* Provided information *
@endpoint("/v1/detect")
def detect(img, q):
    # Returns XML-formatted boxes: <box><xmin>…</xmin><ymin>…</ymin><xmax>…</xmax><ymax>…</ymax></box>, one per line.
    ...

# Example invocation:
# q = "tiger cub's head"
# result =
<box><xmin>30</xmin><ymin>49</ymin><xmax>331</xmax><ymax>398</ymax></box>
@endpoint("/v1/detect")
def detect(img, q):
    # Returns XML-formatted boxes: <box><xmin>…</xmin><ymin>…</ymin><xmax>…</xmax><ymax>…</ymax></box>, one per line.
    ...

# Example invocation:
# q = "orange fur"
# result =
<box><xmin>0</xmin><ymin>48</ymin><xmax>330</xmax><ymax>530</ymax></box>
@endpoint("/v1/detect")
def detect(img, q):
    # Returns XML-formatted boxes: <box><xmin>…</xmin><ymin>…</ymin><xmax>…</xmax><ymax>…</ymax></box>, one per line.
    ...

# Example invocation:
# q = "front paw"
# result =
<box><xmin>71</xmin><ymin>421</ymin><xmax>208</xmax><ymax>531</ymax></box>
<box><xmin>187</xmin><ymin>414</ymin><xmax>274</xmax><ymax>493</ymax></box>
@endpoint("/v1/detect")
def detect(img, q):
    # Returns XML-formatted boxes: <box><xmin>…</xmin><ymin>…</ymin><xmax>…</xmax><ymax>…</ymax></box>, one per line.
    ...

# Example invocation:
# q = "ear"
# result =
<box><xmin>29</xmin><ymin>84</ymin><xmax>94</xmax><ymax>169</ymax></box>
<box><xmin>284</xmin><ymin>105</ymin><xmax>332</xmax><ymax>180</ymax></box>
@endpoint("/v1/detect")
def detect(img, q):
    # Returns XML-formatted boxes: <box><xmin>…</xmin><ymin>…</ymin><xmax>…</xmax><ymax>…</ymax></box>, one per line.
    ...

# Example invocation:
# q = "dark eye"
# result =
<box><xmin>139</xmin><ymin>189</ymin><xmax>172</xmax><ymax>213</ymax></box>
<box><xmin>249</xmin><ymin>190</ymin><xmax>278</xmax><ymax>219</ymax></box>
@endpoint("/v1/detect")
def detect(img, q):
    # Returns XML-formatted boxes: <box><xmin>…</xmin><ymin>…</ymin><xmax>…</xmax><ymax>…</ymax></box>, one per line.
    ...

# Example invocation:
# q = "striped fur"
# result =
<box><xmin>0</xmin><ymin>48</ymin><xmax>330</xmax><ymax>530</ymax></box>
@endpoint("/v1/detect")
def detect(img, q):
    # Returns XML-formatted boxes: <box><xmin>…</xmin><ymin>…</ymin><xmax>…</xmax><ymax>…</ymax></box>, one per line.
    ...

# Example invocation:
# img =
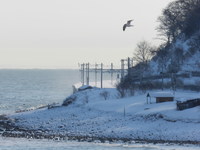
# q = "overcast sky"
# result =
<box><xmin>0</xmin><ymin>0</ymin><xmax>173</xmax><ymax>69</ymax></box>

* What is expected *
Would you copy out the material above exactly, without the pictures in it?

* Task solution *
@endpoint("/v1/detect")
def detect(img, q):
    # Returns XML-formatted boxes: <box><xmin>…</xmin><ymin>…</ymin><xmax>…</xmax><ymax>…</ymax></box>, one per line.
    ...

# Example invocation:
# q = "tiger cub's head"
# result =
<box><xmin>30</xmin><ymin>49</ymin><xmax>331</xmax><ymax>398</ymax></box>
@endpoint("/v1/detect")
def detect(img, q):
    # Returns XML-formatted boxes: <box><xmin>…</xmin><ymin>…</ymin><xmax>…</xmax><ymax>…</ymax></box>, one per line.
    ...

# Example invocation:
# q = "orange fur"
# result =
<box><xmin>0</xmin><ymin>48</ymin><xmax>330</xmax><ymax>530</ymax></box>
@endpoint("/v1/detect")
def detect(img, q):
    # Returns XML-formatted boxes: <box><xmin>…</xmin><ymin>…</ymin><xmax>…</xmax><ymax>…</ymax></box>, one per line.
    ...

# Example invocation:
# q = "front paw"
# result =
<box><xmin>71</xmin><ymin>421</ymin><xmax>208</xmax><ymax>531</ymax></box>
<box><xmin>187</xmin><ymin>414</ymin><xmax>274</xmax><ymax>493</ymax></box>
@endpoint("/v1/detect")
def detect(img, q):
    # Returns XML-formatted boxes: <box><xmin>…</xmin><ymin>…</ymin><xmax>…</xmax><ymax>…</ymax></box>, one per line.
    ...

# Example invocation:
# q = "ear"
# result =
<box><xmin>29</xmin><ymin>84</ymin><xmax>94</xmax><ymax>169</ymax></box>
<box><xmin>284</xmin><ymin>105</ymin><xmax>332</xmax><ymax>180</ymax></box>
@endpoint("/v1/detect")
def detect(img, q):
    # Returns XML-formatted boxes: <box><xmin>…</xmin><ymin>…</ymin><xmax>…</xmax><ymax>…</ymax></box>, one per line.
    ...

# Example invocation:
# q = "dark eye"
# result =
<box><xmin>139</xmin><ymin>189</ymin><xmax>172</xmax><ymax>213</ymax></box>
<box><xmin>249</xmin><ymin>190</ymin><xmax>278</xmax><ymax>219</ymax></box>
@endpoint("/v1/detect")
def detect(img, q):
    # Returns XML-formatted boxes: <box><xmin>…</xmin><ymin>…</ymin><xmax>…</xmax><ymax>…</ymax></box>, one per line.
    ...

# Example invocation:
# q = "striped fur"
# result =
<box><xmin>0</xmin><ymin>48</ymin><xmax>330</xmax><ymax>530</ymax></box>
@endpoint("/v1/detect")
def detect(img, q):
    # Returns XML-formatted boxes: <box><xmin>…</xmin><ymin>…</ymin><xmax>…</xmax><ymax>…</ymax></box>, one per line.
    ...

# Example invocation:
# img =
# q = "overcast sky"
# result =
<box><xmin>0</xmin><ymin>0</ymin><xmax>173</xmax><ymax>69</ymax></box>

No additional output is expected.